**GIVEN PROBLEM:**
Convert all the lines below into a two-column CSV with the headers instruction and response. Give one row per set of lines, with its text and its answer each in a single quoted field and line breaks replaced by spaces.

**RECORDS FOR THIS EXERCISE:**
• • •

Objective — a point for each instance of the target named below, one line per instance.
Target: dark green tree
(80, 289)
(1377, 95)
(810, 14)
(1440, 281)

• • •

**ANSWER TO THE PROBLEM:**
instruction,response
"Objective — a point for each instance of the target named below, one line per instance. Target: dark green tree","(80, 289) (1377, 95) (810, 14) (1440, 281)"